* START Material for the task *
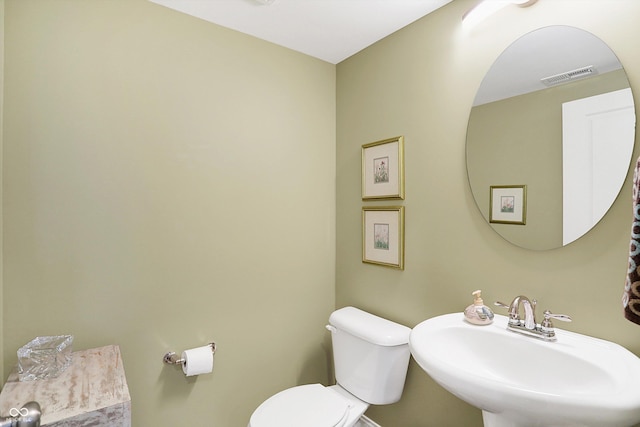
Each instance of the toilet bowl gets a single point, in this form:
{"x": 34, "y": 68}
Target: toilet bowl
{"x": 311, "y": 405}
{"x": 371, "y": 357}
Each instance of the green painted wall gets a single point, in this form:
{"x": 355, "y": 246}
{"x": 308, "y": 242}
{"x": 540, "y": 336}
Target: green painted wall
{"x": 420, "y": 82}
{"x": 168, "y": 182}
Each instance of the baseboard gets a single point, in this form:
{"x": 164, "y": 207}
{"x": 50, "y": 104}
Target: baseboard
{"x": 365, "y": 421}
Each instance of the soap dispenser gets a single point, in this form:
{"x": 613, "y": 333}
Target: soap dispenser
{"x": 478, "y": 313}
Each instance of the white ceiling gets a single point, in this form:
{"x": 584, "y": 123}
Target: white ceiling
{"x": 331, "y": 30}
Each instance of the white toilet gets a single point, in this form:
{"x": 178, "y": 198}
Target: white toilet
{"x": 370, "y": 355}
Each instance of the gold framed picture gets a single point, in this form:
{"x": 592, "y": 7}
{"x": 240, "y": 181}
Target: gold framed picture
{"x": 383, "y": 236}
{"x": 383, "y": 169}
{"x": 508, "y": 204}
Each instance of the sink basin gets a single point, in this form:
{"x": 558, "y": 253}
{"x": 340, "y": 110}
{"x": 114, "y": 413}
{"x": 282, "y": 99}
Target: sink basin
{"x": 520, "y": 381}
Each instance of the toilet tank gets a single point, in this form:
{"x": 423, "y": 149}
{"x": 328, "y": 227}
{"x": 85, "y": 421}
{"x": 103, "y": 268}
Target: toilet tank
{"x": 370, "y": 355}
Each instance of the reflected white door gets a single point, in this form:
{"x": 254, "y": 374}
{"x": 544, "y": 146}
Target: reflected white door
{"x": 597, "y": 142}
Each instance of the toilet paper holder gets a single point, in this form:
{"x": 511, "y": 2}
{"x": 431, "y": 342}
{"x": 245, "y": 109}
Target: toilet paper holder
{"x": 171, "y": 358}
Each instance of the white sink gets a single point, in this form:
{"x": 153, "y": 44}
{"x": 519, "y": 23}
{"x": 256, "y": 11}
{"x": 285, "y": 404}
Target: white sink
{"x": 522, "y": 381}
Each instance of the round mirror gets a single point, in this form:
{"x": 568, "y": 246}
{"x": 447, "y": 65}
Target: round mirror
{"x": 550, "y": 137}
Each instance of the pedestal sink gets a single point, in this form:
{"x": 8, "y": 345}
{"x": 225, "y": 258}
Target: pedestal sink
{"x": 520, "y": 381}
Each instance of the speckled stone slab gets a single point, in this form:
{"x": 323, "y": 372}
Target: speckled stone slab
{"x": 93, "y": 392}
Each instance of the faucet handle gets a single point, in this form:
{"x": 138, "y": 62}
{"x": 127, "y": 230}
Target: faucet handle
{"x": 549, "y": 315}
{"x": 546, "y": 327}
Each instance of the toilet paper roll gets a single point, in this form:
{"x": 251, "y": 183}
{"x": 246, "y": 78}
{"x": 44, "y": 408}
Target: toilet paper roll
{"x": 197, "y": 361}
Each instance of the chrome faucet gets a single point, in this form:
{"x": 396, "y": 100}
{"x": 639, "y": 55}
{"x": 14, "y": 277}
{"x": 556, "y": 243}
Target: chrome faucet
{"x": 528, "y": 325}
{"x": 27, "y": 416}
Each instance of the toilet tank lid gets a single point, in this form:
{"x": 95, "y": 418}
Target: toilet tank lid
{"x": 370, "y": 327}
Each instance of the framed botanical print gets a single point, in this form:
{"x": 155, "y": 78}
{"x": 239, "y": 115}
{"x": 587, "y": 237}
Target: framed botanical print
{"x": 383, "y": 169}
{"x": 508, "y": 204}
{"x": 383, "y": 236}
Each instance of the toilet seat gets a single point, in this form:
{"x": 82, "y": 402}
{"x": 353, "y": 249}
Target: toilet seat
{"x": 311, "y": 405}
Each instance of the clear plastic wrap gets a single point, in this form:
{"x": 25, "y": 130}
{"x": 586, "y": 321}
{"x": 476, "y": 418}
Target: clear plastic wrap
{"x": 44, "y": 357}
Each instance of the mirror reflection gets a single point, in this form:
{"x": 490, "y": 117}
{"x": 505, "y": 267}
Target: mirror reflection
{"x": 555, "y": 115}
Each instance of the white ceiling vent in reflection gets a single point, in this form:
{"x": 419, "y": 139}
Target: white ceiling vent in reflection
{"x": 568, "y": 76}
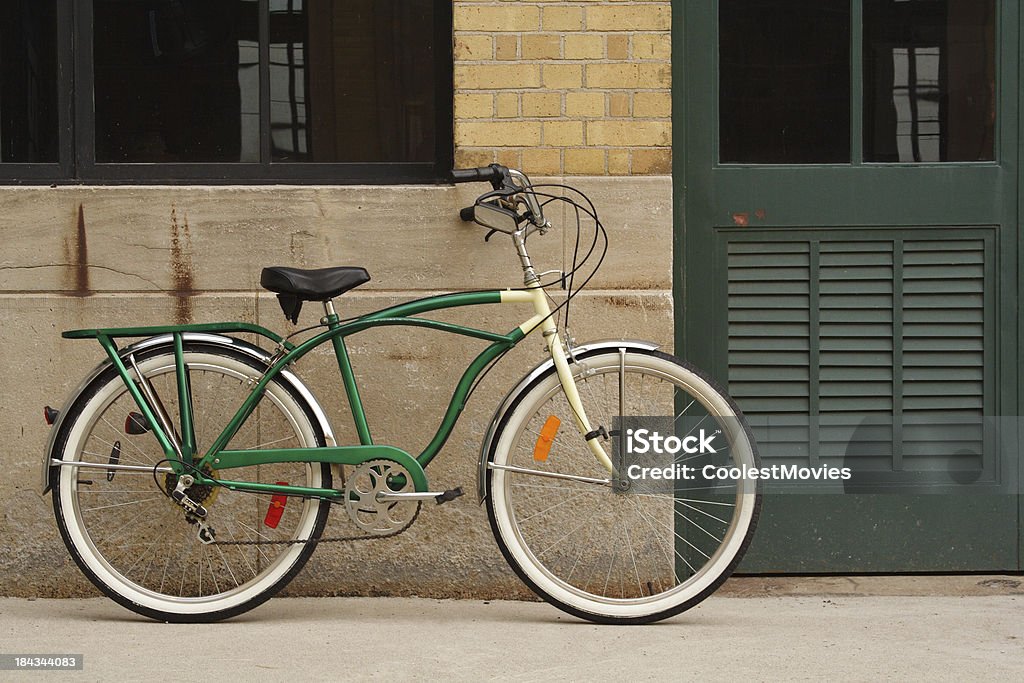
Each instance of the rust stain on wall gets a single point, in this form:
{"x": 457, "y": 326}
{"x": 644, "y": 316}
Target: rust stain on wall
{"x": 181, "y": 267}
{"x": 77, "y": 257}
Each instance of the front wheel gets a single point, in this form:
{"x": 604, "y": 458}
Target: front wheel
{"x": 621, "y": 554}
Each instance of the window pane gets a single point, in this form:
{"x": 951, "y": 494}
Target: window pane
{"x": 352, "y": 81}
{"x": 28, "y": 81}
{"x": 929, "y": 80}
{"x": 176, "y": 81}
{"x": 784, "y": 81}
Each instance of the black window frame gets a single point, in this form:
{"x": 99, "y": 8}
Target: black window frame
{"x": 76, "y": 123}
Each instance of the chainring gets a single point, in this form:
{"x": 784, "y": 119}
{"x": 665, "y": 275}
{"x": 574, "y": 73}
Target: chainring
{"x": 374, "y": 516}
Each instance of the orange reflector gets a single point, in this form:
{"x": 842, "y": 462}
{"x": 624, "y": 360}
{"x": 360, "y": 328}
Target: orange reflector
{"x": 544, "y": 441}
{"x": 276, "y": 508}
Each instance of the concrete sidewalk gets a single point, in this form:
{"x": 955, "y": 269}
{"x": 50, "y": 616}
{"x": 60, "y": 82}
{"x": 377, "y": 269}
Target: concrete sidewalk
{"x": 794, "y": 637}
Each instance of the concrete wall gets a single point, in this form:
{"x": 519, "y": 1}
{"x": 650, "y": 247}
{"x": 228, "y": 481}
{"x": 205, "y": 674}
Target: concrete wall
{"x": 76, "y": 257}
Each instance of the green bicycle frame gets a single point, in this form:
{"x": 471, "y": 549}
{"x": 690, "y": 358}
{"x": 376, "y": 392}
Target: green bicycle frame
{"x": 178, "y": 443}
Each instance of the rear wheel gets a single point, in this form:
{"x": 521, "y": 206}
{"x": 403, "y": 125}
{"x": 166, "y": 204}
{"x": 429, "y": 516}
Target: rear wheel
{"x": 139, "y": 547}
{"x": 609, "y": 556}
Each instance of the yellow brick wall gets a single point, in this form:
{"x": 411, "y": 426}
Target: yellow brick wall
{"x": 563, "y": 87}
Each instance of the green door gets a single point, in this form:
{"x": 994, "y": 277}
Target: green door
{"x": 847, "y": 202}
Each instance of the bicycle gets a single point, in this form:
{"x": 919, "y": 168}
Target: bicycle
{"x": 193, "y": 472}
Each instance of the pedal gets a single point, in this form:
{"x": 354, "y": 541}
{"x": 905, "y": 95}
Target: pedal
{"x": 450, "y": 495}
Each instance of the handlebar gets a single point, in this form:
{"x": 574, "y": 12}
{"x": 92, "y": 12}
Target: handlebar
{"x": 488, "y": 173}
{"x": 506, "y": 183}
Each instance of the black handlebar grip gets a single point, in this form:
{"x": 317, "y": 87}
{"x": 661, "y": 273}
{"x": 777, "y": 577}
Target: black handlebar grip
{"x": 488, "y": 173}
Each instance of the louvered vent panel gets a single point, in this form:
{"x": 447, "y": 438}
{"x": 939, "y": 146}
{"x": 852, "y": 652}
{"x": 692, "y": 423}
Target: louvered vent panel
{"x": 855, "y": 285}
{"x": 769, "y": 337}
{"x": 880, "y": 343}
{"x": 943, "y": 381}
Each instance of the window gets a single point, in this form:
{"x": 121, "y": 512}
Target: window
{"x": 271, "y": 90}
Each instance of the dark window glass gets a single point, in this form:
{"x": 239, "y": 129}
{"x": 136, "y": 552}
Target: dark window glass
{"x": 28, "y": 81}
{"x": 176, "y": 81}
{"x": 352, "y": 81}
{"x": 784, "y": 81}
{"x": 929, "y": 80}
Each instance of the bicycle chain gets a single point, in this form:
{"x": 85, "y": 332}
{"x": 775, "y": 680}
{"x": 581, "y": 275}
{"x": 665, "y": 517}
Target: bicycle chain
{"x": 337, "y": 539}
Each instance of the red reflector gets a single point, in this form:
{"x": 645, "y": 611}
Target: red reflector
{"x": 50, "y": 415}
{"x": 276, "y": 508}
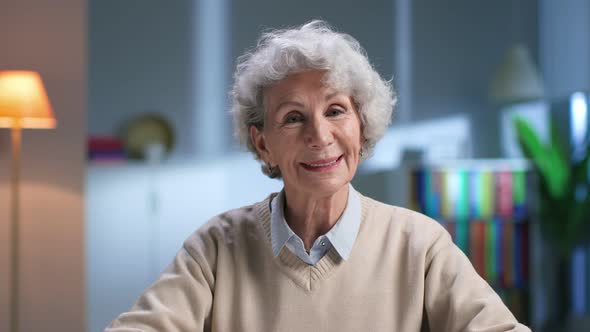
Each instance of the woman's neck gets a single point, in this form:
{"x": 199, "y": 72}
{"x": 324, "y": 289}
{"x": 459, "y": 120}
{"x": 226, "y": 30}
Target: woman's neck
{"x": 312, "y": 216}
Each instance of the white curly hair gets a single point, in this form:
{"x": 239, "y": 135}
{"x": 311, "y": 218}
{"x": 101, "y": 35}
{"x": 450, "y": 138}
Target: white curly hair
{"x": 314, "y": 45}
* END Material for the task *
Copy the part of the listing that opens with the line containing "Each instance of the window gets" and runs through the end of the listing. Leave the pictures out.

_Task solution_:
Each instance of the window gets a single point, in this form:
{"x": 121, "y": 512}
Target: window
{"x": 271, "y": 90}
Each instance of the dark window glass gets a single point, in this form:
{"x": 239, "y": 129}
{"x": 136, "y": 552}
Target: dark window glass
{"x": 28, "y": 81}
{"x": 176, "y": 81}
{"x": 352, "y": 81}
{"x": 784, "y": 81}
{"x": 929, "y": 80}
Each instance of the bicycle chain gets a single point, in this form:
{"x": 85, "y": 332}
{"x": 775, "y": 680}
{"x": 581, "y": 275}
{"x": 665, "y": 517}
Target: bicycle chain
{"x": 337, "y": 539}
Each instance of the red reflector gets a single point, in this form:
{"x": 645, "y": 611}
Target: red reflector
{"x": 50, "y": 415}
{"x": 276, "y": 508}
Each instance of the woman's neck gets a single point, in this form:
{"x": 199, "y": 72}
{"x": 324, "y": 289}
{"x": 459, "y": 120}
{"x": 226, "y": 30}
Target: woman's neck
{"x": 312, "y": 216}
Each instance of the white curly hair gets a single point, in this form:
{"x": 239, "y": 135}
{"x": 311, "y": 218}
{"x": 101, "y": 35}
{"x": 450, "y": 138}
Target: white curly hair
{"x": 314, "y": 45}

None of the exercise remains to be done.